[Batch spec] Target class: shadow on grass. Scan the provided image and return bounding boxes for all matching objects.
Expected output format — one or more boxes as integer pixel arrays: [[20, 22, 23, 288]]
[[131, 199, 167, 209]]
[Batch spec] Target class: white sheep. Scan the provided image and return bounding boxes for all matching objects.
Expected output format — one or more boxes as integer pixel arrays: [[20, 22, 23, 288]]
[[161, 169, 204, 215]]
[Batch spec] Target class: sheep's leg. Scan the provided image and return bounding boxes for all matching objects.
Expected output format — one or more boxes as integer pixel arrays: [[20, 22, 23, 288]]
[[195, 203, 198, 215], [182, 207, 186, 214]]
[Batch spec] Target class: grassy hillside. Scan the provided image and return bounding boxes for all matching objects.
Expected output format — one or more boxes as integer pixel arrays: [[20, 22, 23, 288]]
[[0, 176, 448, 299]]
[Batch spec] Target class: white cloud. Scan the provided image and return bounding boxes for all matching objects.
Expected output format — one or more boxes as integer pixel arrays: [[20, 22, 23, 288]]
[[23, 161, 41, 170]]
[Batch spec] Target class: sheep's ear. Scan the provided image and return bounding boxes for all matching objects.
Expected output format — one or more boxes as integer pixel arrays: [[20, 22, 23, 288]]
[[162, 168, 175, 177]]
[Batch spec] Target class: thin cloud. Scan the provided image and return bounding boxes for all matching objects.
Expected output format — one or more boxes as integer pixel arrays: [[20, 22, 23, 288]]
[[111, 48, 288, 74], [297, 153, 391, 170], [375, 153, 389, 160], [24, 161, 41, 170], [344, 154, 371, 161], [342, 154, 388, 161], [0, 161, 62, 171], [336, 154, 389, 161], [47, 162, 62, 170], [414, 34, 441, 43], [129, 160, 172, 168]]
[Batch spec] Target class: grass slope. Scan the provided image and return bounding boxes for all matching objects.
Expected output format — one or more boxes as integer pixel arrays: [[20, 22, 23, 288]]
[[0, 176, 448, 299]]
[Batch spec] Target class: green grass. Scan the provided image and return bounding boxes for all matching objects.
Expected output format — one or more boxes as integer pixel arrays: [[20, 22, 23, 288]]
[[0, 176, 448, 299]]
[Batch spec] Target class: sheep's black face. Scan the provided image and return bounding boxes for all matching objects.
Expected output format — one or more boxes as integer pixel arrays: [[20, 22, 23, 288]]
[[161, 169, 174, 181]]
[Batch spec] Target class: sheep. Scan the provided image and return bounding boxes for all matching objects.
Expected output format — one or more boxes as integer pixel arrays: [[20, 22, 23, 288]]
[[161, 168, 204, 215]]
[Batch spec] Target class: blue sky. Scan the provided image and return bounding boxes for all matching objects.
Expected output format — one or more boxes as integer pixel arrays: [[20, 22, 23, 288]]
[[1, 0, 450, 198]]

▶ _TO DO_: Transcribe all the data word for word, as it appears above.

▶ _RESPONSE_:
[Batch spec] Target class: shadow on grass. Scan the provided image and return bounding boxes for all matching objects.
Expected output format — one or more boxes as integer pixel arrays: [[20, 22, 23, 288]]
[[131, 199, 167, 209]]
[Batch spec] Target class: white sheep. Scan the provided image and return bounding boxes for all matching objects.
Expected output format — one or more boxes as integer pixel arrays: [[20, 22, 23, 288]]
[[161, 169, 204, 215]]
[Batch spec] Target class: sheep's leg. Scan the provided image and return bounding boxes for all matching objects.
Expected output format — one or more boxes as integer pixel arrays: [[20, 22, 23, 288]]
[[195, 203, 198, 215], [182, 207, 186, 214]]
[Batch spec] Target class: grassy hillside. Scan the provided image and return bounding boxes for all matching objects.
Expected output format — one or more boxes as integer pixel arrays: [[20, 22, 23, 288]]
[[0, 176, 448, 299]]
[Batch spec] Target class: white cloud. Scan the provided image and return bounding boxes for all matching objects.
Expected output format — one or more boxes as integer pixel arrays: [[20, 22, 23, 288]]
[[23, 161, 41, 170]]
[Batch spec] Target class: sheep's ear. Scan the provided image and return bounding boxes for all matching objects.
Expected output format — one or more boxes as integer pixel arrays: [[20, 22, 23, 288]]
[[162, 168, 175, 177]]
[Batch spec] Target class: thin cloud. Scan the provided image and return bounding boxes for all matching objects.
Expected output format — one or more boxes as integer pixel arrays: [[20, 22, 23, 288]]
[[111, 48, 288, 74], [297, 153, 391, 170], [375, 153, 389, 160], [24, 161, 41, 170], [344, 154, 371, 161], [342, 154, 388, 161], [0, 161, 62, 171], [336, 154, 389, 161], [47, 162, 62, 170], [414, 34, 441, 43], [129, 160, 172, 168]]
[Batch spec] Target class: grass slope. Scan the provided image and return bounding boxes for all matching objects.
Expected output format — one or more boxes as integer pixel arrays: [[20, 22, 23, 288]]
[[0, 176, 448, 299]]
[Batch spec] Target class: green grass. Scan the provided image and return bounding boxes for all matching objects.
Expected output format — one or more boxes as integer pixel arrays: [[20, 22, 23, 288]]
[[0, 176, 448, 299]]
[Batch spec] Target class: sheep's black face. Scan the provided image and return bounding boxes for all matching objects.
Expected output format — one or more boxes as integer pixel arrays: [[20, 22, 23, 288]]
[[161, 169, 174, 181]]
[Batch spec] Target class: sheep. Scan the provided image and return bounding boxes for all matching objects.
Expected output format — one or more boxes as integer pixel arrays: [[20, 22, 23, 288]]
[[161, 168, 204, 215]]
[Batch spec] Target class: blue sky. Scan the provided image and return bounding boxes for all matching objects.
Expected output format — one or more boxes as integer pixel arrays: [[20, 22, 23, 288]]
[[1, 0, 450, 198]]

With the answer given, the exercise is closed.